Selected text:

------------------------------

SimpLang: A Multi-Level Compilation Framework for Machine Learning and High-Performance Numerical Computation

1 Introduction

SimpLang is a domain-specific language and compiler infrastructure designed to investigate a unified representation for numerical computation and machine-learning workloads. The project evaluates whether high-level mathematical expressions can be lowered through a structured, multi-stage compilation strategy to generate performant code for CPUs and ARM-based edge devices.

The system adopts a dual-backend architecture, combining a classical LLVM code generation pipeline with an MLIR-based path for tensor computations. The first backend emphasizes general-purpose compute with automatic SIMD vectorization; the second progressively lowers tensor operations through the MLIR stack (Simp → Linalg → SCF → LLVM), enabling domain-specific optimizations essential for contemporary ML models.

SimpLang is an intentionally exploratory implementation. It includes fully optimized kernels as well as incomplete or experimental components, reflecting the incremental development process commonly observed in research compilers. The implementation therefore provides a practical environment for studying scanner/parser design, SSA IR construction, tiling transformations, vectorization strategies, and heterogeneous lowering pipelines in a single coherent system.

See it in action

2 Execution Characteristics

SimpLang has been evaluated on representative machine-learning and numerical workloads. Experimental results illustrate the effectiveness of a multi-level IR approach in achieving competitive performance relative to hand-optimized or production libraries.

2.1 Transformer Inference on CPU

A 110M-parameter LLaMA model executes at 42.95 tokens/s on x86 hardware. The model is implemented entirely in SimpLang and lowered through the MLIR backend, illustrating that high-level tensor operations such as tensor_matmul, rmsnorm, softmax, and silu can be compiled into efficient vectorized kernels.

Scaling behavior remains consistent across model sizes up to 3B parameters. For example, the 3B-parameter model sustains 0.758 tokens/s (4.547 GFLOP/s), demonstrating that the generated code maintains efficiency despite increased problem size.

Quantization is supported through 4-bit (W4) weights, providing 4× memory reduction (e.g., 3B parameters → 2.1 GB instead of 9.2 GB) with only a ~2× slowdown. This enables models to run on devices that could not otherwise accommodate uncompressed model weights.

------------------------------

Short task 1:
Rewrite the SimpLang text from "Scaling behavior remains" to "increased problem size.", replacing "problem size" with "workload size".
Short task 2:
Write a continuation of the SimpLang text, starting right after its last sentence.
You won't need the material for any of this.

------------------------------

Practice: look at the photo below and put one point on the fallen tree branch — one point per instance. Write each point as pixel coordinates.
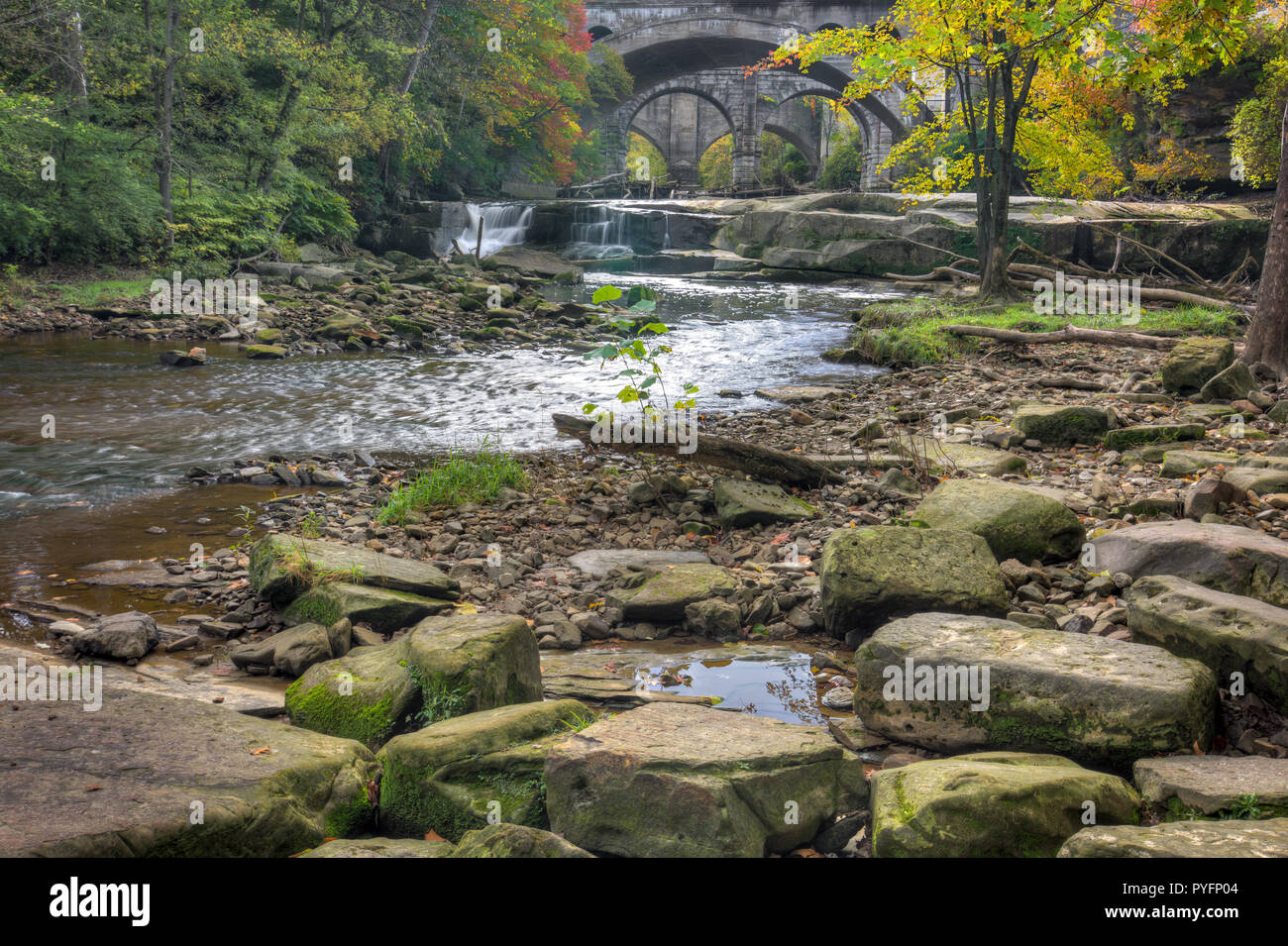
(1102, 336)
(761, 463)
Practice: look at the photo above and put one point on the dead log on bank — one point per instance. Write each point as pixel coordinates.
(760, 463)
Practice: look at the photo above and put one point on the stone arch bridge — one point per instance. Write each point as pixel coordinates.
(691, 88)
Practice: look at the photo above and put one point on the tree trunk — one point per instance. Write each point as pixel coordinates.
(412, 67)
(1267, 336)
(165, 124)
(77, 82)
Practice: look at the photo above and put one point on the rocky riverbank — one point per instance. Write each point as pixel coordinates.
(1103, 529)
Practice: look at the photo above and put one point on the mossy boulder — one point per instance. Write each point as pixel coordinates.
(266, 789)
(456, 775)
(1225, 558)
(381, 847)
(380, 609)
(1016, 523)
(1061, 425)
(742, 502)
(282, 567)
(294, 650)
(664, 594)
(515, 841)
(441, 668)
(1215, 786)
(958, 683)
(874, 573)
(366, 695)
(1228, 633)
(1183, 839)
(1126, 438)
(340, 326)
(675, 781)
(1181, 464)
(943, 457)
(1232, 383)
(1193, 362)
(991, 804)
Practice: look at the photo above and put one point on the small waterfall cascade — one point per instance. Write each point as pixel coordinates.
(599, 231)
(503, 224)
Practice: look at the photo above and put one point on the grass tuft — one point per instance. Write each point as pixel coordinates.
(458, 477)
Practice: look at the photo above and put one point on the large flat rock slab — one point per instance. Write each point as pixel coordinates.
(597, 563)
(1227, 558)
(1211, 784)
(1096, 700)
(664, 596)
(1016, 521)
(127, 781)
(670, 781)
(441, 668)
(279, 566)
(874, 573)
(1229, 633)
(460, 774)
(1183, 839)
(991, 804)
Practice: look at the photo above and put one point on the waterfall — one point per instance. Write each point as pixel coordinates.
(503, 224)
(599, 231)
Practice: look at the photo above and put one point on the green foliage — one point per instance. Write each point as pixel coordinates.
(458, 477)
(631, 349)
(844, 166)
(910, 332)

------------------------------

Final answer 1:
Scaling behavior remains consistent across model sizes up to 3B parameters. For example, the 3B-parameter model sustains 0.758 tokens/s (4.547 GFLOP/s), demonstrating that the generated code maintains efficiency despite increased workload size.

Final answer 2:
2.2 Matrix Multiplication

Matrix multiplication, the central kernel behind most ML workloads, exhibits competitive throughput:

Size	Precision	SimpLang	Eigen	Speedup
256×256	f32	60.21 GFLOP/s	—	1.89×
512×512	f32	73.65 GFLOP/s	—	2.17×
256×256	int32	105.83 GIOP/s	—	5.73×

These results arise from explicit tiling (16×16×16), shape-aware lowering via MLIR, and target-specific vectorization (AVX/AVX2/AVX-512).

2.2.1 INT8 VNNI Parallel Performance

SimpLang includes AVX-512 VNNI optimization for INT8 matrix multiplication, using the vpdpbusd instruction with I=4 tiling. Combined with OpenMP parallelization, it achieves competitive throughput against production runtimes:

Thread Scaling (GIOP/s):

Size	1 Thread	2 Threads	4 Threads	8 Threads
256×256	118	230	453	730
512×512	188	370	685	1,316
768×768	224	410	817	1,337
1024×1024	244	482	575	1,760
2048×2048	280	563	963	1,829

Comparison at 1024×1024 (8 threads):

Runtime	GIOP/s	vs SimpLang
SimpLang VNNI	1,760	—
TFLite XNNPACK	1,327	0.75×
Hand-tuned C++ VNNI	2,534	1.44×

SimpLang's parallel INT8 matmul beats TFLite XNNPACK by 33% while reaching 69% of hand-optimized C++ performance. Thread scaling efficiency ranges from 75–90% across matrix sizes.

2.3 ARM Cross-Compilation

Cross-compilation to ARM uses the same high-level SimpLang program with a target switch (--target aarch64). On Raspberry Pi 5, results show substantial improvements over NumPy:

f32 matmul 256×256: 6.0× faster
int32 matmul 256×256: 4.4× faster
int32 matmul 512×512: 3.7× faster

The gap primarily reflects that NumPy’s default OpenBLAS build lacks NEON support, while SimpLang lowers to NEON via MLIR’s vectorizer.

Transformer inference achieves 13.49 tokens/s with tuned 8×8×8 tiling for ARM caches.

3 Dual-Backend Architecture

SimpLang adopts two compilation paths, unified by a single high-level source language but optimized for different classes of workloads.

3.1 LLVM Backend

The LLVM backend is oriented toward general numerical computation and traditional scalar/vector loops.

Key characteristics:

Employs LLVM’s mature vectorizer and loop optimizations
Generates SSE/AVX/AVX2/AVX-512 instructions depending on target
Suitable for scalar algorithms, array loops, DSP-style kernels
Provides rapid compilation times for iterative development

This backend underlies the baseline performance of SimpLang and served as the initial implementation prior to MLIR integration.

3.2 MLIR Backend

The MLIR backend is specialized for tensor-centric ML workloads. It introduces a custom Simp dialect representing high-level tensor operations and ML primitives such as:

tensor_matmul
rmsnorm
softmax
silu
conv2d

Programs lower through a structured sequence of dialects:

Simp Dialect
   ↓ ConvertSimpToMemRef / ConvertSimpToLinalg
Linalg on Tensors
   ↓ Tiling / Fusion
Linalg on Buffers
   ↓ Bufferization → SCF
SCF (structured loops)
   ↓ Vectorization
LLVM Dialect
   ↓ LLVM IR → Machine Code

This multi-level approach exposes optimization opportunities—tiling, fusion, vectorization—that are difficult to express or detect in a single low-level IR.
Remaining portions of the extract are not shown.